__DOCUMENT TEXT__
....

The 20,000-square foot museum traces the artist from his roots in the Mississippi Delta to international fame as the King of Blues. It blends traditional artifacts from B.B. King's 60-year career with graphics and interactive media to celebrate his unique legacy and the rich musical history of the Delta.
Christie's HD and LCD projectors were the first choice for the president and creative director of Bowen Technovation, Jeff Bowen. "We designed the system to enable us to use Christie projectors exclusively because we felt we could support them better than projectors from multiple manufacturers."
Bowen Technovation provided design, integration and programming for the media systems specifying Christie's DW5K HD projector, which was used in B.B. King's Introductory Theater. The Indianapolis-based company also chose two Christie LW300 WXGA LCD projectors for The Bus and the Exit Theater exhibits.
At the Introductory Theater people learn about B.B. King and his music, by watching a 16:9 HD video presentation sourced from an HD video server and displayed on a motorized screen measuring 168 x 94.5 inches.

....

__MATERIAL PROVIDED__
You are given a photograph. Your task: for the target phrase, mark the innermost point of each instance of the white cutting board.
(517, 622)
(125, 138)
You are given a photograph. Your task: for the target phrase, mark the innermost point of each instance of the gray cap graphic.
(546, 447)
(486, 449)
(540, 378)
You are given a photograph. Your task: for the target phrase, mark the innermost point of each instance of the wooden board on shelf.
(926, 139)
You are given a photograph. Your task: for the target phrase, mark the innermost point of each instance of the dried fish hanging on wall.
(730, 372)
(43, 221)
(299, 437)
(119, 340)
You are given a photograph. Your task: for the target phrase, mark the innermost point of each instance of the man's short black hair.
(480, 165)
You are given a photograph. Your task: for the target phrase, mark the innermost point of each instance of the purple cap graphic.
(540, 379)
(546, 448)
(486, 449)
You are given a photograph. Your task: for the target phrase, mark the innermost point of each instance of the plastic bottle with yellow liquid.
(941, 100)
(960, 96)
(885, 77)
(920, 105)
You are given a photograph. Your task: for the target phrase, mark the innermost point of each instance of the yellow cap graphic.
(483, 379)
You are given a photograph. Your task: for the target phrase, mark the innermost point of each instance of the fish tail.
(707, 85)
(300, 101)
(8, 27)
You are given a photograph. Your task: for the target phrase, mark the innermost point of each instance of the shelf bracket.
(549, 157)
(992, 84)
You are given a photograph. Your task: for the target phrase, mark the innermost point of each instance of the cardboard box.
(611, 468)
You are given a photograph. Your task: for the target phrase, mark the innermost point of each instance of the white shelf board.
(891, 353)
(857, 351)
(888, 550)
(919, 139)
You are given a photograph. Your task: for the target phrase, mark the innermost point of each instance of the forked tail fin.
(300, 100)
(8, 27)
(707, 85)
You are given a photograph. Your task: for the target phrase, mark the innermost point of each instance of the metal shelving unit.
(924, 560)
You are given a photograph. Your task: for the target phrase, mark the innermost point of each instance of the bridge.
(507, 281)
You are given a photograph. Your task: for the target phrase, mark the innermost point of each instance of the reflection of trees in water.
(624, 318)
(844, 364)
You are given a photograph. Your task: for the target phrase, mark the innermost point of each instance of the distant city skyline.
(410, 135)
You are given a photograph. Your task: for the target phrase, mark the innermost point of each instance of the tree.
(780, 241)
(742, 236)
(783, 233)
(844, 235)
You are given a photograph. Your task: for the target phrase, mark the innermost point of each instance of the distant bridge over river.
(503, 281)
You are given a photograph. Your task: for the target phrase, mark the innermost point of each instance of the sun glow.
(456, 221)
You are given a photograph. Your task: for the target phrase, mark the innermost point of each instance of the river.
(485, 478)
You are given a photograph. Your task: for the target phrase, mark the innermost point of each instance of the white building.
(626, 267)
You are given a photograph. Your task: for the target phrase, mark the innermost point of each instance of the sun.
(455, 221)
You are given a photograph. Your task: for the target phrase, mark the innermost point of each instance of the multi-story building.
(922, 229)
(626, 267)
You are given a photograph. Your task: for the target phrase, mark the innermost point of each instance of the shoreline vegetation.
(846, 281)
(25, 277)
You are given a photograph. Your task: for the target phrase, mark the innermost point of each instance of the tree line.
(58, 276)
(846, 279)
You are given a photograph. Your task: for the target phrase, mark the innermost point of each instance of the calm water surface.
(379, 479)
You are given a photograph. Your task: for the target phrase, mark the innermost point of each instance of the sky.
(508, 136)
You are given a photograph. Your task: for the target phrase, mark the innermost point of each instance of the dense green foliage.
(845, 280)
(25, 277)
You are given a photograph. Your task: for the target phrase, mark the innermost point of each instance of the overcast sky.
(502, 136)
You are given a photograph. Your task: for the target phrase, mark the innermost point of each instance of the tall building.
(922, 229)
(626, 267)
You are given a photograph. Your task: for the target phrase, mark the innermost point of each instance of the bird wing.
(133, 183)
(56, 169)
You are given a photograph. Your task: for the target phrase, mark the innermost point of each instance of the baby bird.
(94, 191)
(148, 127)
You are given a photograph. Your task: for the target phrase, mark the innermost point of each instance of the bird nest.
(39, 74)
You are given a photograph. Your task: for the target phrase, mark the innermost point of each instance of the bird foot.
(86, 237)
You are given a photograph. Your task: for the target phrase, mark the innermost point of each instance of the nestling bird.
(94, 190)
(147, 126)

....

__INSTRUCTION 1__
According to the museum passage, what are the measurements of the motorized screen in the Introductory Theater?
__INSTRUCTION 2__
Please select every line of the records that contains the word "river".
The museum passage and the records are unrelated material.

__RESULT 1__
168 x 94.5 inches.

__RESULT 2__
You are given a photograph. Your task: for the target phrase, mark the innermost point of each instance of the distant bridge over river.
You are given a photograph. Your task: for the target phrase, mark the innermost point of each instance of the river.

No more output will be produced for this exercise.